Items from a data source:
--- START ---

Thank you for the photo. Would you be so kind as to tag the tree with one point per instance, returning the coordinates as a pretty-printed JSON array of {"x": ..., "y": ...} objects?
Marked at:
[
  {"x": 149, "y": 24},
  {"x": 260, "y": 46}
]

--- END ---

WORK REQUEST:
Each of the lines above should be printed again precisely as it reads.

SOLUTION TO THIS EXERCISE:
Thank you for the photo. Would you be so kind as to tag the tree with one point per instance, returning the coordinates as a pretty-printed JSON array of {"x": ..., "y": ...} objects?
Marked at:
[
  {"x": 149, "y": 24},
  {"x": 260, "y": 46}
]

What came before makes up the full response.